> Dataset entries:
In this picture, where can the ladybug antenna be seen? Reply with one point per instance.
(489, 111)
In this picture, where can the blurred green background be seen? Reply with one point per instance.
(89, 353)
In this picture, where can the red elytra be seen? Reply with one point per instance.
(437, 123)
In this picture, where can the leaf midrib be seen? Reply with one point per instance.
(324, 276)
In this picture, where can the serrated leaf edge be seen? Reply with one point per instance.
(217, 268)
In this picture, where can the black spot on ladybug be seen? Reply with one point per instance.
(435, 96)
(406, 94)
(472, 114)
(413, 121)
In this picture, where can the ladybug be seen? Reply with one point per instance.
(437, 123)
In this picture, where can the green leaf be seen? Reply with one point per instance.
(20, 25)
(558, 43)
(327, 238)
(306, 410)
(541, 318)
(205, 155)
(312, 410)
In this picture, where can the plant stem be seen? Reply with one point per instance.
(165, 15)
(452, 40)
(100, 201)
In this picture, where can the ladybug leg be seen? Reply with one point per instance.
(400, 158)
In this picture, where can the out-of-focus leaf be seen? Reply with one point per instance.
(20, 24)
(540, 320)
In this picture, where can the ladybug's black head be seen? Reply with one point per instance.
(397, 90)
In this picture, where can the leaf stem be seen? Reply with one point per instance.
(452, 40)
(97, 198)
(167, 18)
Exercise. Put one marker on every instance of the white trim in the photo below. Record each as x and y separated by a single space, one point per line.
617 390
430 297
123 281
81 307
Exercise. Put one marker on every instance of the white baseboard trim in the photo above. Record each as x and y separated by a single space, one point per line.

* * *

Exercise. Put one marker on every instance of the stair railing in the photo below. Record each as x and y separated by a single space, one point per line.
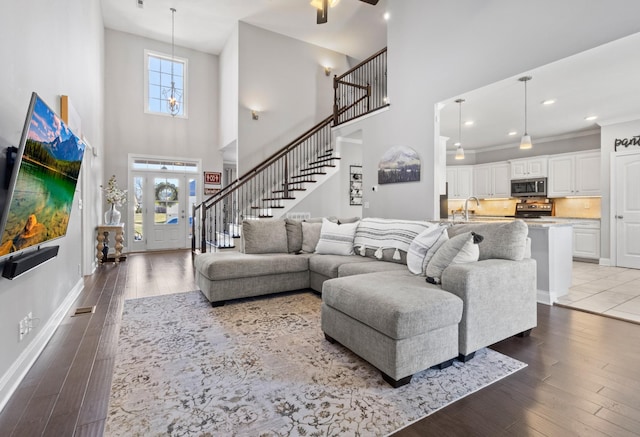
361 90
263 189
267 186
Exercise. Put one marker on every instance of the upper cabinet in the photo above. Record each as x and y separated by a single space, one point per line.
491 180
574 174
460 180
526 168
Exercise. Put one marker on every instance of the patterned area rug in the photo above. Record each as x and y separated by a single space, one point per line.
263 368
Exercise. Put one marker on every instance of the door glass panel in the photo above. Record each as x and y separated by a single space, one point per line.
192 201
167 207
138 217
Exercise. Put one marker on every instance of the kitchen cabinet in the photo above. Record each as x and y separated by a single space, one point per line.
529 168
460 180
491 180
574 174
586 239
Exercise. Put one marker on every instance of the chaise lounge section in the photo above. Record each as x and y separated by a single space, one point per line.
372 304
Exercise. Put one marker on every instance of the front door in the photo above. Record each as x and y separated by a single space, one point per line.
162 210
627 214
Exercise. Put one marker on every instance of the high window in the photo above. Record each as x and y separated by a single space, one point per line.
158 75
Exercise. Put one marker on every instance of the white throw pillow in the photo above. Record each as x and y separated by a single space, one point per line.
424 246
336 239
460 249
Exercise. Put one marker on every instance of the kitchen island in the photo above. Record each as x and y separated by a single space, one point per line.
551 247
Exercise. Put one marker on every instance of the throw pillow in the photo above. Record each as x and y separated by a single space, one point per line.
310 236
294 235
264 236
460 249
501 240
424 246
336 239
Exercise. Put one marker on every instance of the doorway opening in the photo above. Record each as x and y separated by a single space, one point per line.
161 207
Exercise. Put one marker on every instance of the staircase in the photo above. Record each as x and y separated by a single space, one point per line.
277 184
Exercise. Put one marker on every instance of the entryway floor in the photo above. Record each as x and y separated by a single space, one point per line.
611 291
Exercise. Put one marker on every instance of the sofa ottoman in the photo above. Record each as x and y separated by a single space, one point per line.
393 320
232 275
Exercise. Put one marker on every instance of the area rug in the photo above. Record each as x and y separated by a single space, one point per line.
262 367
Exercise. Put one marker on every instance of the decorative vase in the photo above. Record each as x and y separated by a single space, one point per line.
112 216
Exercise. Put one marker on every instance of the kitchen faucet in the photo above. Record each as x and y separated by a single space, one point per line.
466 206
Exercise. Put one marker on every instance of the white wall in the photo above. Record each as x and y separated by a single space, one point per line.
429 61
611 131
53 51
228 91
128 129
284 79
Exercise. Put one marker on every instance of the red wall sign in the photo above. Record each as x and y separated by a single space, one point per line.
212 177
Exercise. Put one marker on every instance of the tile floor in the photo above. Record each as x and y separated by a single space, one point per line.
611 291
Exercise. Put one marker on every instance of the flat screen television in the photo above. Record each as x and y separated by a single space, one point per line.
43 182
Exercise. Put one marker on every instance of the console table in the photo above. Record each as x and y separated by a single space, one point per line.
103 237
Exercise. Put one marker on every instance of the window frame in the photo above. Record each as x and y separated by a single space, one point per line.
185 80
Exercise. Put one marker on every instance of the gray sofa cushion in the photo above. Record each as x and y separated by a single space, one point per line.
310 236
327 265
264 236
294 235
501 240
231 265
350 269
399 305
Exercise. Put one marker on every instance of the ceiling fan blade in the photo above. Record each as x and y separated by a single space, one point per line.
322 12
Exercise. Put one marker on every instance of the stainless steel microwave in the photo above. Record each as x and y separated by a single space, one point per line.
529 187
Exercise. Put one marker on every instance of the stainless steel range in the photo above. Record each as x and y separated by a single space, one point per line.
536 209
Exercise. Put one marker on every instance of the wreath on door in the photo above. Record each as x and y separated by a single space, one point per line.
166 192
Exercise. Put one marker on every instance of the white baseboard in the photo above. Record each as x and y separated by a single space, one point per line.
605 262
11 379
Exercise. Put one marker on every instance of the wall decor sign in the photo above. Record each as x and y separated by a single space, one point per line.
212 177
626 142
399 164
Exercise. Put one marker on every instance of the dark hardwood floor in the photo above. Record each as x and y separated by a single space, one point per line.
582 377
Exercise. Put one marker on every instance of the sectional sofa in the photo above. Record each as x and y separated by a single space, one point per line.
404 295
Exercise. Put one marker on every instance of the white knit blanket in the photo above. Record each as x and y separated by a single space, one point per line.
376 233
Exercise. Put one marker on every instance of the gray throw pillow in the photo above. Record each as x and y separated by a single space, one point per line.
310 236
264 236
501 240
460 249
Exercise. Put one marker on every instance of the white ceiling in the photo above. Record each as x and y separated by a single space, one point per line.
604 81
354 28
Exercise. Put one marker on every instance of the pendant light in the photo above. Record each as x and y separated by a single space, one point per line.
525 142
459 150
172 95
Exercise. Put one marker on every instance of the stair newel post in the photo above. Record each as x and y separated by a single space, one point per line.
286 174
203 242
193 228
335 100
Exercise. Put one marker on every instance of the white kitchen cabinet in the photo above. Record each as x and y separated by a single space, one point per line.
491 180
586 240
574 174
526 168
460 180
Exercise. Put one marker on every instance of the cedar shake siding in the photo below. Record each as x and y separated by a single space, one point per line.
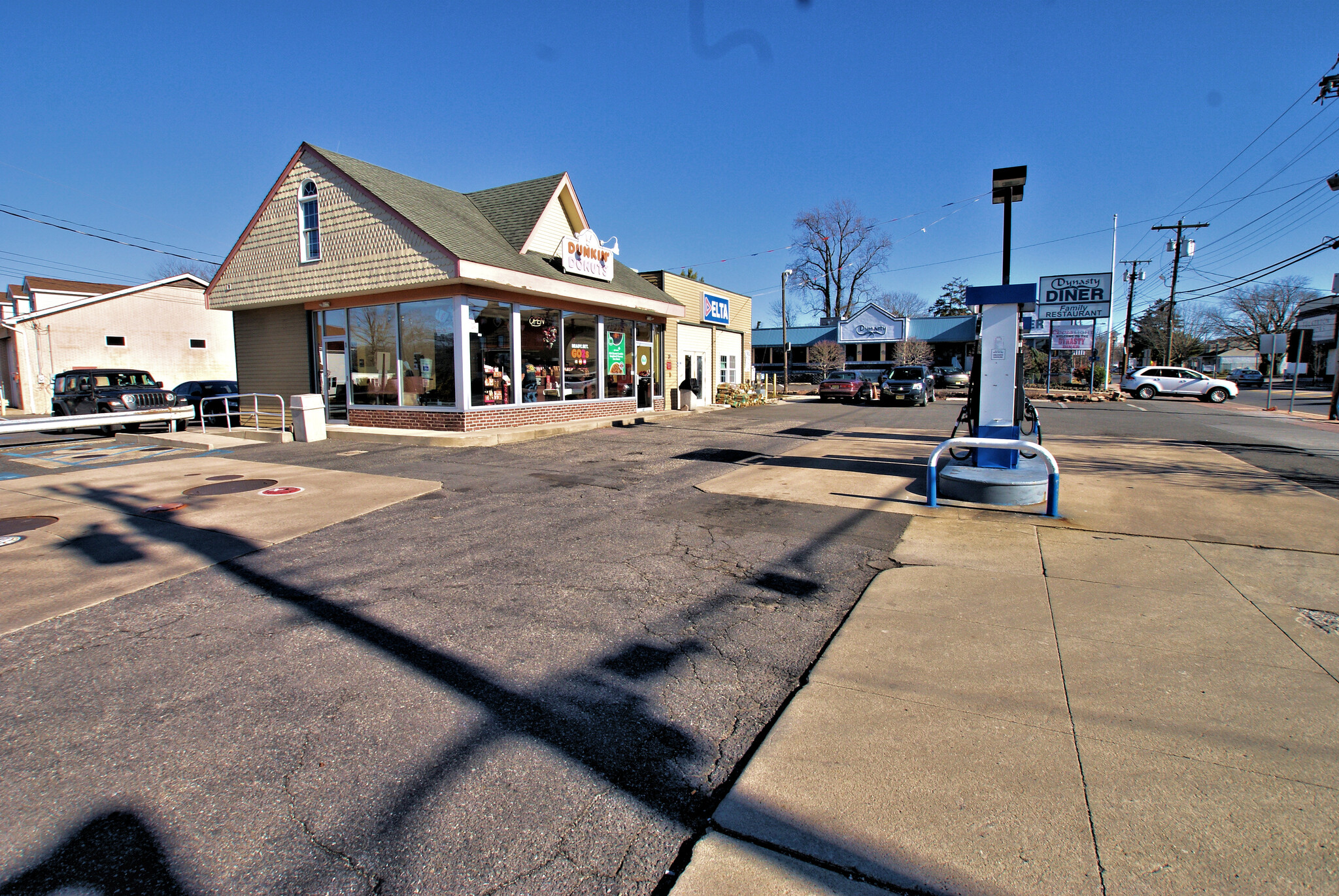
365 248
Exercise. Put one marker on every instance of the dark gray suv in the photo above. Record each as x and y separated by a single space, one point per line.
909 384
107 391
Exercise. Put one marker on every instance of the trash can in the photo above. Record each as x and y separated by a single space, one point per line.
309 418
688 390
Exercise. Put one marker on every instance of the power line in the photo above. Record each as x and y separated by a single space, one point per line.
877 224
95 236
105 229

* * *

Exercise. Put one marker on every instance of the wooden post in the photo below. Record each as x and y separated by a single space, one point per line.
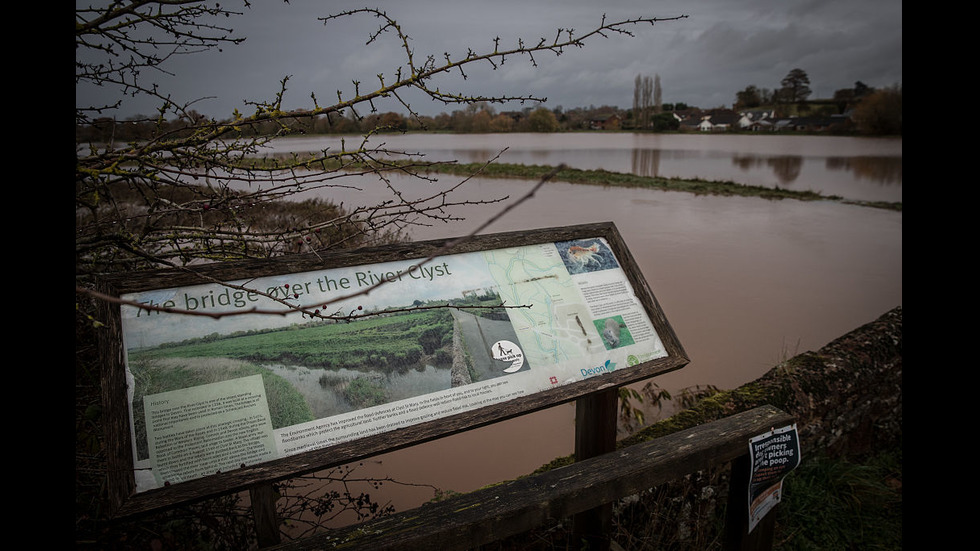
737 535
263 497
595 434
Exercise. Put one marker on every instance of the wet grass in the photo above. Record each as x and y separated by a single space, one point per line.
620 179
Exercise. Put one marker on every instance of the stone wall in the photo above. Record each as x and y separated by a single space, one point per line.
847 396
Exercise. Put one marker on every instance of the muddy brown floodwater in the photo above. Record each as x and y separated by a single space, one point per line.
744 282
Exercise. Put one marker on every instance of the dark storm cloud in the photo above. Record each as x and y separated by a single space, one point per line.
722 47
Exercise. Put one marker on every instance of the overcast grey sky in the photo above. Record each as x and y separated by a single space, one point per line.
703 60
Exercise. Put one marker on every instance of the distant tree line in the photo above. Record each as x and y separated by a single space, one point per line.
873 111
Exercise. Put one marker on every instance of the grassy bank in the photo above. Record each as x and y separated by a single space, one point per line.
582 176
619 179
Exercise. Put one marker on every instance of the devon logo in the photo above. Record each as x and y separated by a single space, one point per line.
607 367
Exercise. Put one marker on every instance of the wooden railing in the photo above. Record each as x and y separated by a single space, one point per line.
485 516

> Work task:
Print exactly the lines above, between the one holding "In this picture, where can the leaf stem" and the one holding "white baseboard trim", inclusive, and nothing besides.

> Response below:
In this picture, where can the leaf stem be seen? Reply with one point per instance.
(452, 40)
(97, 198)
(167, 18)
Exercise. Put one marker on every instance of the white trim in the photo below. Record each as x and y separated by a single space, one point per line.
617 390
430 297
123 281
81 307
Exercise. Put one marker on every instance of the white baseboard trim in the photo above. Record each as x and y separated by a single space, one point per line.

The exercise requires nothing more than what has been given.